Begin with the line containing "Guideline: for each instance of the yellow flower, imagine" and copy each line exactly through the last line of the entries, inclusive.

[start]

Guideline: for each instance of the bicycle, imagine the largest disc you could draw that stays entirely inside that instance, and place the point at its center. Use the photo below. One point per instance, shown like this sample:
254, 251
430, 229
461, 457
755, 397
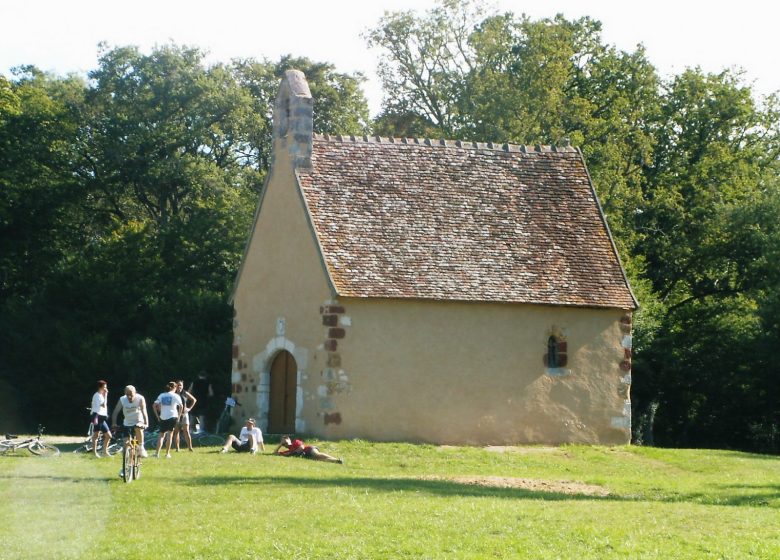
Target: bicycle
86, 445
34, 445
131, 458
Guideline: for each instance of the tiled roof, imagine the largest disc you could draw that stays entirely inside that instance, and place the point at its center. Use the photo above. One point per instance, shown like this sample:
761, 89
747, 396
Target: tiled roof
407, 218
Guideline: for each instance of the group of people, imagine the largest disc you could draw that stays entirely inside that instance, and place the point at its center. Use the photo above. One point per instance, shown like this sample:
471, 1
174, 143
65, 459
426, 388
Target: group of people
172, 408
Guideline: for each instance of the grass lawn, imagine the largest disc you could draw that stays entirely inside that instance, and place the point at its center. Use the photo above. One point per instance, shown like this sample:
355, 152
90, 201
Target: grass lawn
396, 501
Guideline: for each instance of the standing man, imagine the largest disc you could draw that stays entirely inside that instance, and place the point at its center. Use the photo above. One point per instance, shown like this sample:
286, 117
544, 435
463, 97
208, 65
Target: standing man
100, 418
133, 406
204, 392
167, 408
183, 425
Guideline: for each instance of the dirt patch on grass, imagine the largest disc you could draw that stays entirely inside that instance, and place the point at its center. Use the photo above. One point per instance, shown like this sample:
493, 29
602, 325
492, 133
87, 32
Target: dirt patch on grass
526, 449
552, 486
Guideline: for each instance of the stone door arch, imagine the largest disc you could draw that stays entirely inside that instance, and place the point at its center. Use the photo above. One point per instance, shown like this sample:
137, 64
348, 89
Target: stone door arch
282, 394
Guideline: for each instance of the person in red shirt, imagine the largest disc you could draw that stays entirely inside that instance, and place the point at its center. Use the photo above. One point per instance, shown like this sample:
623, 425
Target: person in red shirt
296, 448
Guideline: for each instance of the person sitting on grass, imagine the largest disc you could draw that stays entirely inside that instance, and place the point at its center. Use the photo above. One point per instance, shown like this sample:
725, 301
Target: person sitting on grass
247, 441
296, 448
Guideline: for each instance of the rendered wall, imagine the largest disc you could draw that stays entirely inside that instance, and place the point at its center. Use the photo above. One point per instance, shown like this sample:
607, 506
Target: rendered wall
472, 373
276, 302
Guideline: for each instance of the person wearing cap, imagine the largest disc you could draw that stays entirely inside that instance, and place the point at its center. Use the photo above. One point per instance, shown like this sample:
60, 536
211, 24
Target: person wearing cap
296, 448
247, 441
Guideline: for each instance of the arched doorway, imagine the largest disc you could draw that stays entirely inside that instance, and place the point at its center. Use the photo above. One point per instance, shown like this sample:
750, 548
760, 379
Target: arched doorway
281, 405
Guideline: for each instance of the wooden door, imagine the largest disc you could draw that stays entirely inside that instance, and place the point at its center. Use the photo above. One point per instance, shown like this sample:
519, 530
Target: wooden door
281, 406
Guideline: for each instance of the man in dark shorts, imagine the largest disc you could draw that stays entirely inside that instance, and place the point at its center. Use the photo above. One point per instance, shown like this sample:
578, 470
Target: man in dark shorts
167, 407
296, 448
203, 391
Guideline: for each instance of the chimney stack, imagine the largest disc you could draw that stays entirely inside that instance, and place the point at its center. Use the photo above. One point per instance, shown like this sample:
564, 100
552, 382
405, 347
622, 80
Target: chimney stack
293, 121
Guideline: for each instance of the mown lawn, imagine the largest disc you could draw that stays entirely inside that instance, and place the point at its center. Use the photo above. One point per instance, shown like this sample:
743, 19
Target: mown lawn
397, 501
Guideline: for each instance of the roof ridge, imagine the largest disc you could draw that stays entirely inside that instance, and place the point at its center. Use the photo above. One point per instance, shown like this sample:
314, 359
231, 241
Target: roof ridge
504, 147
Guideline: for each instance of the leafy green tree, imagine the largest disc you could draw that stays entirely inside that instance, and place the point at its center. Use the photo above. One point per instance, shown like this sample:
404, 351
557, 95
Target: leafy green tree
686, 171
125, 207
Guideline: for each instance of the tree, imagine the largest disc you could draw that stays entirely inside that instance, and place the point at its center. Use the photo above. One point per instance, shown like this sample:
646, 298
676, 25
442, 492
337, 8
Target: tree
686, 171
125, 206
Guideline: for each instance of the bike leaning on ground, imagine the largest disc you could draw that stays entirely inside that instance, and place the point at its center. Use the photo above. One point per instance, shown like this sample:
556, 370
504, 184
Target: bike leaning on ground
131, 459
223, 424
34, 445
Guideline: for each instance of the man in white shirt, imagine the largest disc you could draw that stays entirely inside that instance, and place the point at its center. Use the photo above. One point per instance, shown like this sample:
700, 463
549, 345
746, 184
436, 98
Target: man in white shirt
133, 406
167, 407
100, 418
247, 441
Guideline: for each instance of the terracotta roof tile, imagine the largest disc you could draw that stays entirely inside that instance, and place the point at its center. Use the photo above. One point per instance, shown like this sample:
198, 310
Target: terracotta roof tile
445, 220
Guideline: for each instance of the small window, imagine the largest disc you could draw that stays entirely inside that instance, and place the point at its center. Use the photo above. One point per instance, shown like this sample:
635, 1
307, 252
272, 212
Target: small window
552, 352
555, 356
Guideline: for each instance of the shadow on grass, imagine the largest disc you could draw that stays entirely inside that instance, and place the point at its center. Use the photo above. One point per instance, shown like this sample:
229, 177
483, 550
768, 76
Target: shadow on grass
451, 488
389, 485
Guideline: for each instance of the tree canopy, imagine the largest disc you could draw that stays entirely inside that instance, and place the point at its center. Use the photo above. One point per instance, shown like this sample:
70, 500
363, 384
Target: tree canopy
125, 202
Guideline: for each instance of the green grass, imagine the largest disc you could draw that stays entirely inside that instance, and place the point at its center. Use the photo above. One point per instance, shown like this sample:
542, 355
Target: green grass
394, 501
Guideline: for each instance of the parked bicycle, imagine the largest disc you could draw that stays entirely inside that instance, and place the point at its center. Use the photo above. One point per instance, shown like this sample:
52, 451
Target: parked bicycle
131, 459
34, 445
223, 424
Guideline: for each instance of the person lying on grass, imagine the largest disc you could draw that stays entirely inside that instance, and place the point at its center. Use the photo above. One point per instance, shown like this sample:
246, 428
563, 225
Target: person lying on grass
296, 448
247, 441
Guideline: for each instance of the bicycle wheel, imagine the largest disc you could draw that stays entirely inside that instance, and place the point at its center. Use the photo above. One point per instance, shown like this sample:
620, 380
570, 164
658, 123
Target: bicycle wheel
127, 464
208, 440
84, 447
115, 448
43, 449
136, 466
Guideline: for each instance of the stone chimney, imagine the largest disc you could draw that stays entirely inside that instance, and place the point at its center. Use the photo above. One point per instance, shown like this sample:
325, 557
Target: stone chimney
293, 118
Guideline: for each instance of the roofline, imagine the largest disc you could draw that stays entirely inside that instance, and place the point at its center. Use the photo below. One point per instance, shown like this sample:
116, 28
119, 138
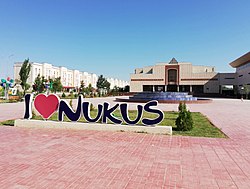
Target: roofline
241, 60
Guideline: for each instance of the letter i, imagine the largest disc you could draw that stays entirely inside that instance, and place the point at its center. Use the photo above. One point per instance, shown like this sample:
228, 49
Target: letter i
28, 106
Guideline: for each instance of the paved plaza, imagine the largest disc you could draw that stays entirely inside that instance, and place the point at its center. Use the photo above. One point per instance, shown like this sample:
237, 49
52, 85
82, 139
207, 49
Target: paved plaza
47, 158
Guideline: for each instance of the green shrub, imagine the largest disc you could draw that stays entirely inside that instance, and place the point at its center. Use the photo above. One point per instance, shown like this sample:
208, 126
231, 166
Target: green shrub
92, 107
71, 103
184, 121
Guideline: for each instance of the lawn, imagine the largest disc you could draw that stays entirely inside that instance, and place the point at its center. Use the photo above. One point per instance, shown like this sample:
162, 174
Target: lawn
202, 126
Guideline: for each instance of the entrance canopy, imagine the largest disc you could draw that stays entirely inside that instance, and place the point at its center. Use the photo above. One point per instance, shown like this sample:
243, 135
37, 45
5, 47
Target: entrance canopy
241, 60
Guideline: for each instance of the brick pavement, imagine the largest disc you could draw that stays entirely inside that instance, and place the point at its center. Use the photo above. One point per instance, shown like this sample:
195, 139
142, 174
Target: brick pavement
46, 158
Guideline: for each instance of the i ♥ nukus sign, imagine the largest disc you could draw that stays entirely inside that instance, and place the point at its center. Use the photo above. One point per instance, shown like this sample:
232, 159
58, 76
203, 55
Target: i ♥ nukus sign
47, 105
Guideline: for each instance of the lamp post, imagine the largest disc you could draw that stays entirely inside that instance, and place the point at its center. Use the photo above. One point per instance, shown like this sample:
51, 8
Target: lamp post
6, 84
242, 90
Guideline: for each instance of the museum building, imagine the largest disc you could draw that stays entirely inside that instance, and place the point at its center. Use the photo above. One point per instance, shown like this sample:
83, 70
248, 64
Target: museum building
177, 76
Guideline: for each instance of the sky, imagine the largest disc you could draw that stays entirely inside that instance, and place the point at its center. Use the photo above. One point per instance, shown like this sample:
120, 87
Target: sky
113, 37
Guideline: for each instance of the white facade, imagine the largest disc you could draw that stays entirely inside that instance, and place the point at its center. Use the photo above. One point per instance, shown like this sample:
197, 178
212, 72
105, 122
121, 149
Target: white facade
118, 83
69, 78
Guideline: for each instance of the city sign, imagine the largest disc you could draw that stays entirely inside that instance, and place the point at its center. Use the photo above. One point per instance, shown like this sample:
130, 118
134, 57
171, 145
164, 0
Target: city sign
47, 105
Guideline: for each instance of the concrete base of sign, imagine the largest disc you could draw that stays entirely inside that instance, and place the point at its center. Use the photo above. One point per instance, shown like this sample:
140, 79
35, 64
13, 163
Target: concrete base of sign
93, 126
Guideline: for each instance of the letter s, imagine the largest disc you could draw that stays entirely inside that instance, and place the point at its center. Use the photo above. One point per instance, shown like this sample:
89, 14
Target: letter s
148, 108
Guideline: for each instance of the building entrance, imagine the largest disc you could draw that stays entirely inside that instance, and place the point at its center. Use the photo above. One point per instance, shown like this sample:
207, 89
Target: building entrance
172, 88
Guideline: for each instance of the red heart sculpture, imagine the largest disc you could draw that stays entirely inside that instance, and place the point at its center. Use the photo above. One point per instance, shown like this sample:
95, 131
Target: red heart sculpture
46, 105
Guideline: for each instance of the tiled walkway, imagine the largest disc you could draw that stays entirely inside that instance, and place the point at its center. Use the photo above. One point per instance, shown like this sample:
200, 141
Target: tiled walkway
43, 158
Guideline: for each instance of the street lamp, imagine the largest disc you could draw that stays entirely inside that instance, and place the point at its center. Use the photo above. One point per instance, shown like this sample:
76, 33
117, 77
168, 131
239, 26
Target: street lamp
242, 90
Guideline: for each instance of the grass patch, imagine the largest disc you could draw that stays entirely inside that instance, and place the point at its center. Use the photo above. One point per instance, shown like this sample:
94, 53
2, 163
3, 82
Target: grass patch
202, 126
8, 122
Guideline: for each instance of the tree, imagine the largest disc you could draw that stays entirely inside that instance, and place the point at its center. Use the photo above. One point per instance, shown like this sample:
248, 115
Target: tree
126, 88
184, 121
56, 85
24, 75
102, 83
38, 85
246, 89
82, 87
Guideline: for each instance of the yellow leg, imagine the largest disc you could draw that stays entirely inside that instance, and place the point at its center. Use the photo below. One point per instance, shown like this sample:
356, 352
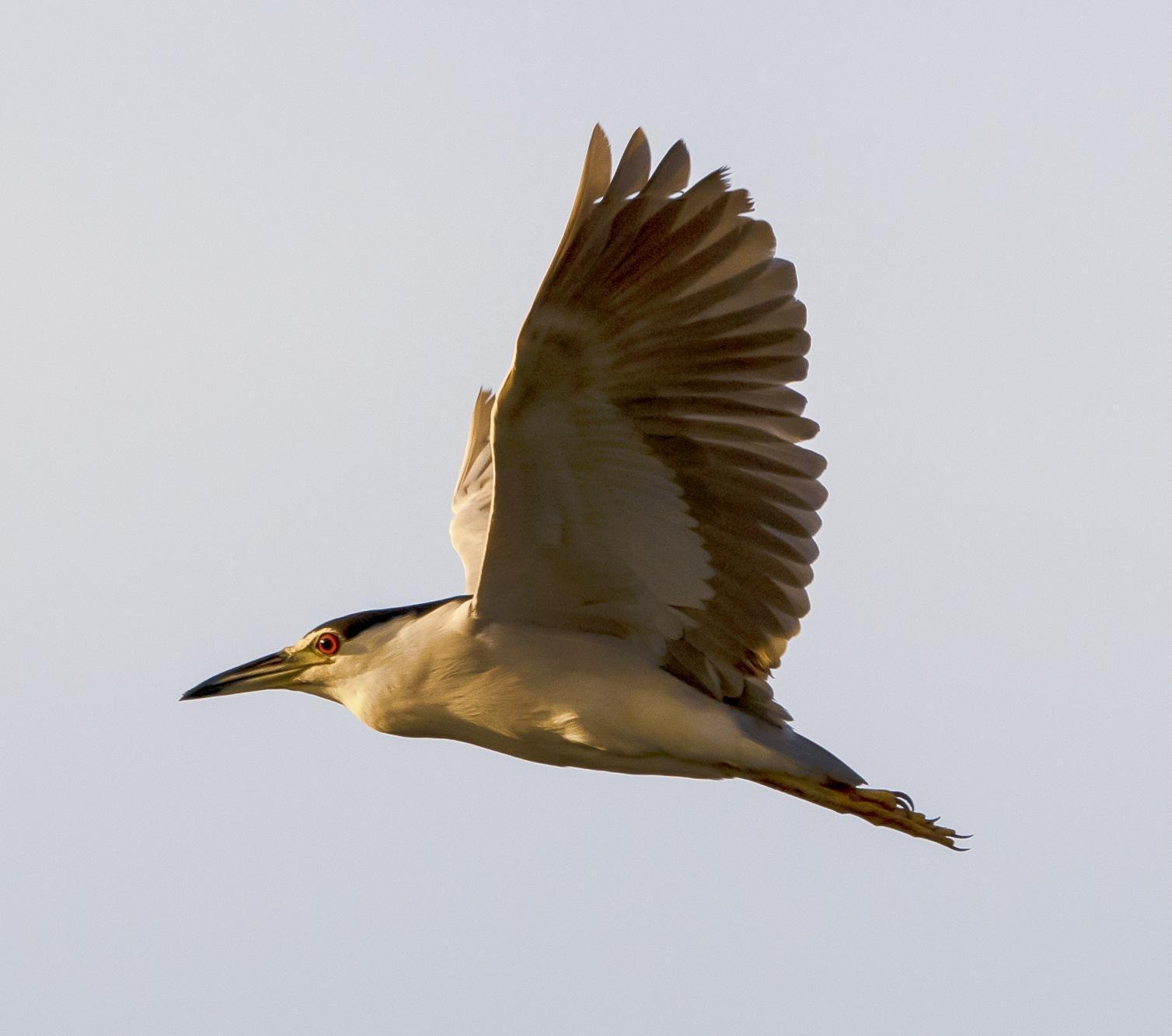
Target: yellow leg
886, 809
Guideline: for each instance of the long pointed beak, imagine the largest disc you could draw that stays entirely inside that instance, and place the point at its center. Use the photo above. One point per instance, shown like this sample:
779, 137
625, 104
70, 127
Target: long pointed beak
263, 674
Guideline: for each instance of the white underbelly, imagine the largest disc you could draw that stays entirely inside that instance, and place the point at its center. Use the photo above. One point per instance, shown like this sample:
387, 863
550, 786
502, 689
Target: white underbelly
567, 699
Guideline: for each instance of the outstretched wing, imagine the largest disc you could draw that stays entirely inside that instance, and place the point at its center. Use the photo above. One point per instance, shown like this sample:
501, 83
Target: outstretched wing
645, 478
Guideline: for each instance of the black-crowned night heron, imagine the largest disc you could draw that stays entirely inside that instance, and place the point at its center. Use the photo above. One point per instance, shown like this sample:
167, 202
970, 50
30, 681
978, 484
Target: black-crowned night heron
634, 516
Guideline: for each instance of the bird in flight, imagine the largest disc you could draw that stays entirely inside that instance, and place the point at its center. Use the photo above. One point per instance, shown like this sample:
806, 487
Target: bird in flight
634, 515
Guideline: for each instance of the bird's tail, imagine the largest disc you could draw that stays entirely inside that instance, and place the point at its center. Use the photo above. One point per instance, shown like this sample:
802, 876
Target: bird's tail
886, 809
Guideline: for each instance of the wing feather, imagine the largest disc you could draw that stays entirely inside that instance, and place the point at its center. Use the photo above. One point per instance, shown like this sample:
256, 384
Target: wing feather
641, 461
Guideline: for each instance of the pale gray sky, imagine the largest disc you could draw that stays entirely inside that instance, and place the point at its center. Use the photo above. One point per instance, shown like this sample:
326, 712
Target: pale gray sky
256, 262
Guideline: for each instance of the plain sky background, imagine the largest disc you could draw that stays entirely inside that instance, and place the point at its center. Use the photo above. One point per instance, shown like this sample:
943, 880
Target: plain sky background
256, 262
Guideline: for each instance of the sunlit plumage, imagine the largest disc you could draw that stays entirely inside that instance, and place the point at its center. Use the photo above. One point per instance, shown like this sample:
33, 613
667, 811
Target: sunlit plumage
634, 515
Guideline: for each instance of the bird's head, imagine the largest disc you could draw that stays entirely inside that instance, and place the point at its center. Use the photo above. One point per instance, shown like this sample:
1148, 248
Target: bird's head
316, 661
327, 660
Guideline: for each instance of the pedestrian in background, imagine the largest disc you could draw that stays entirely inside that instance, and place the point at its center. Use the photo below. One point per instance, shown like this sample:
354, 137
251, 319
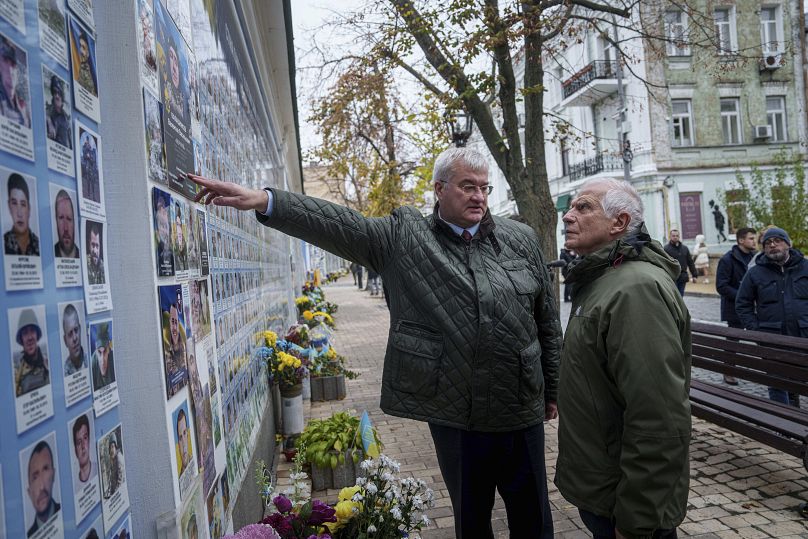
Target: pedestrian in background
679, 252
474, 337
731, 269
773, 296
624, 408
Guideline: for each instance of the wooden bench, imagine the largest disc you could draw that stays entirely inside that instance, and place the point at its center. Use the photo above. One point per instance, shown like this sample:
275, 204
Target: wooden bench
763, 358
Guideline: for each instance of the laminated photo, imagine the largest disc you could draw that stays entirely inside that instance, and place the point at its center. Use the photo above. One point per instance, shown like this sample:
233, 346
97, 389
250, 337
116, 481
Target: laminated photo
179, 224
64, 229
114, 491
41, 493
102, 365
30, 366
16, 134
148, 49
75, 352
84, 464
155, 148
183, 448
13, 11
96, 280
90, 173
84, 10
172, 316
163, 246
172, 69
53, 29
85, 70
19, 218
58, 123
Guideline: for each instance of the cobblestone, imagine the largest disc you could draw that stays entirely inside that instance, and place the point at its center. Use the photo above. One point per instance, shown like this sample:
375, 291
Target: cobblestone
727, 498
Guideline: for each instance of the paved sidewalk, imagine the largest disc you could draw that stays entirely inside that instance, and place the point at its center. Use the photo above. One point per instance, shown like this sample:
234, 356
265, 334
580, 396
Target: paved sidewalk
739, 488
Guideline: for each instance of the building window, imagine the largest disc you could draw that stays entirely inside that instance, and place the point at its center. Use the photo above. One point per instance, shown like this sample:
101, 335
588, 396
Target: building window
731, 120
776, 117
725, 30
770, 29
682, 119
676, 33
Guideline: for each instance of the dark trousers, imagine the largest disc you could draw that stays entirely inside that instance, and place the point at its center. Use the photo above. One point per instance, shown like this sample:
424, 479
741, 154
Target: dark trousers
603, 528
476, 464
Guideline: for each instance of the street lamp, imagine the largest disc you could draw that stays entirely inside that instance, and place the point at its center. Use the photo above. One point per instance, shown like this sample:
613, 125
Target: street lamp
459, 125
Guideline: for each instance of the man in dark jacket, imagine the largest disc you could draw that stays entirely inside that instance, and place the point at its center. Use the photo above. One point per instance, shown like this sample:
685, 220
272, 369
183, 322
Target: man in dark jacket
624, 430
474, 338
773, 296
731, 269
679, 252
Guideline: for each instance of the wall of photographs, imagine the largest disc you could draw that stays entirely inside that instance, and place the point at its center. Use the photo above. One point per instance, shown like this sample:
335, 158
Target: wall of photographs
63, 472
217, 278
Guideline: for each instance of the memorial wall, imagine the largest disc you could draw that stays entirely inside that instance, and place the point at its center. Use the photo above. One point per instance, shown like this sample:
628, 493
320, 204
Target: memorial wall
134, 404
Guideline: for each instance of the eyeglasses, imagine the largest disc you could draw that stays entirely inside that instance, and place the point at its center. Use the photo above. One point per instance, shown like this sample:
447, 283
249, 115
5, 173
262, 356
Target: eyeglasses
470, 189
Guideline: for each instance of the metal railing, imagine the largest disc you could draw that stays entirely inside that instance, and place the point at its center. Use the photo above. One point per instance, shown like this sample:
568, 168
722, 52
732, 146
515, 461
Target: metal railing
594, 165
599, 69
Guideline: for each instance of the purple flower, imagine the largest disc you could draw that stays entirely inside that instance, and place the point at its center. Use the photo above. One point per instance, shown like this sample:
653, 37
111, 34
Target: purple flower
321, 513
282, 503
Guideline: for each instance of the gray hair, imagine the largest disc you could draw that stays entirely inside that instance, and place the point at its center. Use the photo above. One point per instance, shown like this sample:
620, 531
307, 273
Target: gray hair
620, 197
448, 160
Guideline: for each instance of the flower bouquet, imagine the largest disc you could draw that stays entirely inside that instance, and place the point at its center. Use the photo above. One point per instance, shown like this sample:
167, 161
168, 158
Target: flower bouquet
381, 505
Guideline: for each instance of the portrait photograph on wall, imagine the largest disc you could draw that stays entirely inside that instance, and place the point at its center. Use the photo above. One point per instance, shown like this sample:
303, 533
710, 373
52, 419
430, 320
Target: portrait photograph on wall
75, 352
19, 218
41, 493
53, 29
58, 122
85, 70
102, 366
16, 134
65, 231
114, 491
83, 464
172, 316
90, 173
30, 366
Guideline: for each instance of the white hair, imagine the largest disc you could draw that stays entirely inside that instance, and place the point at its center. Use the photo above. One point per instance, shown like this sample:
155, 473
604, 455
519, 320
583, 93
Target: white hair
448, 160
620, 197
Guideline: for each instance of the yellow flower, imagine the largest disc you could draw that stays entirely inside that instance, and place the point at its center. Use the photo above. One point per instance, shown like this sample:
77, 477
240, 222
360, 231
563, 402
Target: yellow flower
347, 493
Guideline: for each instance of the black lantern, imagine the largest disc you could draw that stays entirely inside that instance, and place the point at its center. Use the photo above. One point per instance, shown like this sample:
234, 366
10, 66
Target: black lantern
459, 125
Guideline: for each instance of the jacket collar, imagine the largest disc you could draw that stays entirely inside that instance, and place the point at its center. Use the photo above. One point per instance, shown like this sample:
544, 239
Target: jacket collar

[end]

◆ EXERCISE ANSWER
Guideline: for each instance of the yellow flower, imagine the largest disc you could draw that stays entirely inside that instance, and place the point at its center. Use the photo above. One point per instance, shown like this sample:
77, 477
240, 222
360, 231
563, 402
Target: yellow flower
347, 493
Guideline: for each instance of the black lantern, imagine the largest disc you could draw that stays entirely inside that instance, and place the point at its center. Use the photo above. One point per instance, shown like this sample:
234, 366
10, 66
Target: black lantern
459, 125
Guideline: for each instance of the jacket collar, imagine the largest disc you could draw that stays entirely inside that instance, and place the point at its center. Use the photo above. One point per instance, shown like this sample:
544, 239
Target: jacket collar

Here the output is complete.